— start of GIVEN PASSAGE —

The Company files tax returns that are subject to audit by tax authorities beginning with the year ended September 30, 2009.The Company’s policy is to classify assessments, if any, for tax and related interest and penalties as tax expense. Tax returns have been filed through the year ended September 30, 2011.
7 – SUBSEQUENT EVENTS
In accordance with ASC Topic 855-10, The Company has analyzed its operations subsequent to September 30, 2012 to the date these financial statements were issued, and has determined that it does not have material subsequent events to disclose in these financial statements.
F-9
ITEM 9. CHANGES IN AND DISAGREEMENTS WITH ACCOUNTANTS ON ACCOUNTING AND FINANCIAL DISCLOSURE.
None
ITEM 9A. CONTROLS AND PROCEDURES
Evaluation of Disclosure Controls and Procedures
Our management, with the participation of our Chief Executive Officer and Chief Financial Officer, has evaluated the effectiveness of the design and operation of our disclosure controls and procedures (as defined in Rule 13a-15(e) under the Exchange Act as of September 30, 2012. Based on this evaluation, our Chief Executive Officer and Chief Financial Officer concluded that these disclosure controls and procedures were not effective as of such date, at a reasonable level of assurance, in ensuring that the information required to be disclosed by our company in the reports we file or submit under the Exchange Act is: (i) accumulated and communicated to our management (including the Chief Executive Officer and Chief Financial Officer) in a timely manner, and (ii) recorded, processed, summarized and reported within the time periods specified in the SEC’s rules and forms.

— end of GIVEN PASSAGE —
— start of DATA —

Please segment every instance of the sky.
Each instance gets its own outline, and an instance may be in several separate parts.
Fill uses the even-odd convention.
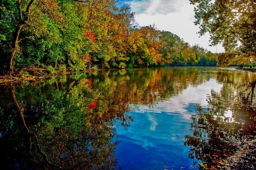
[[[209,33],[199,37],[199,26],[194,23],[194,6],[189,2],[189,0],[119,0],[118,6],[129,5],[140,26],[154,24],[158,30],[175,34],[190,45],[198,44],[213,53],[224,52],[220,44],[209,46]]]

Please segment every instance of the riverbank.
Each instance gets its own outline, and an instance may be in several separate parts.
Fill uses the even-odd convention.
[[[244,67],[241,69],[239,67],[237,67],[236,68],[236,69],[253,72],[256,72],[256,68],[250,68],[249,67]],[[83,72],[88,73],[104,70],[105,69],[91,68],[87,68],[83,71],[70,71],[68,68],[67,70],[65,71],[55,71],[54,73],[49,73],[45,69],[35,67],[24,69],[20,71],[15,72],[13,76],[8,74],[0,75],[0,85],[4,85],[14,83],[22,83],[24,81],[35,81],[58,75]]]
[[[256,139],[242,144],[234,155],[219,163],[217,168],[222,169],[256,169]]]
[[[79,71],[56,71],[55,73],[49,74],[45,69],[39,67],[31,67],[24,69],[20,71],[16,72],[13,75],[6,74],[0,75],[0,85],[7,85],[9,84],[22,83],[25,81],[35,81],[47,78],[67,75],[74,73],[90,72],[95,71],[102,70],[94,69],[92,68],[87,69],[84,70]]]

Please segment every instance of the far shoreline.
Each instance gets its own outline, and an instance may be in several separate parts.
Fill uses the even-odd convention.
[[[55,73],[48,74],[46,73],[45,70],[42,68],[35,67],[33,68],[27,68],[24,70],[19,71],[16,71],[15,72],[14,75],[11,76],[9,74],[0,75],[0,85],[8,85],[10,84],[22,83],[26,81],[34,81],[37,80],[41,80],[45,79],[49,77],[52,77],[57,76],[60,76],[64,75],[68,75],[76,73],[91,73],[94,71],[97,71],[101,70],[118,70],[121,69],[130,69],[132,68],[165,68],[167,67],[218,67],[219,68],[225,67],[220,67],[218,66],[167,66],[156,67],[138,67],[134,68],[109,68],[106,69],[94,69],[92,68],[88,68],[85,70],[80,71],[70,71],[69,70],[64,72],[58,72]],[[237,66],[227,66],[227,67],[233,68],[236,70],[241,70],[249,71],[252,72],[256,72],[256,68],[247,68],[247,66],[244,67],[243,68],[239,68]],[[23,71],[28,71],[28,74],[25,74],[23,73]]]

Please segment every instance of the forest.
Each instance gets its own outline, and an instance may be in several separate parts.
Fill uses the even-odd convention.
[[[154,24],[140,26],[130,7],[114,0],[0,2],[1,74],[217,63],[198,45]]]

— end of DATA —

--- TASK INSTRUCTIONS ---
**A.** Reproduce word for word the stretch of the financial filing excerpt from "The Company files" through "September 30, 2011.".
**B.** Proceed with the financial filing excerpt, picking up after its final sentence.

--- ANSWERS FOR THE TASKS ---
**A.**
The Company files tax returns that are subject to audit by tax authorities beginning with the year ended September 30, 2009.The Company’s policy is to classify assessments, if any, for tax and related interest and penalties as tax expense. Tax returns have been filed through the year ended September 30, 2011.

**B.**
Internal Control over Financial Reporting
Our management is responsible for establishing and maintaining adequate internal control over financial reporting, as such term is defined in Exchange Act Rules 13a-15(f) and 15d-15(f) of the Exchange Act. Internal control over financial reporting is a process designed to provide reasonable assurance regarding the reliability of financial reporting and the preparation of financial statements in accordance with U.S. Generally Accepted Accounting Principles (“GAAP”).
Under the supervision and with the participation of our management, including our Chief Executive Officer and Chief Financial Officer, we conducted an evaluation of the effectiveness of our internal control over financial reporting based on the criteria in Internal Control – Integrated Framework issued by the Committee of Sponsoring Organizations of the Treadway Commission. Based on our evaluation, management has concluded that our internal control over financial reporting was not effective as of September 30, 2012. Because of its inherent limitations, internal control over financial reporting may not prevent or detect misstatements. Also, projections of any evaluation of effectiveness to future periods are subject to the risks that controls may become inadequate because of changes in conditions, or that the degree of compliance with the policies or procedures may deteriorate. This report does not include an attestation report of our registered public accounting firm regarding internal control over financial reporting pursuant to temporary rules of the Securities and Exchange Commission.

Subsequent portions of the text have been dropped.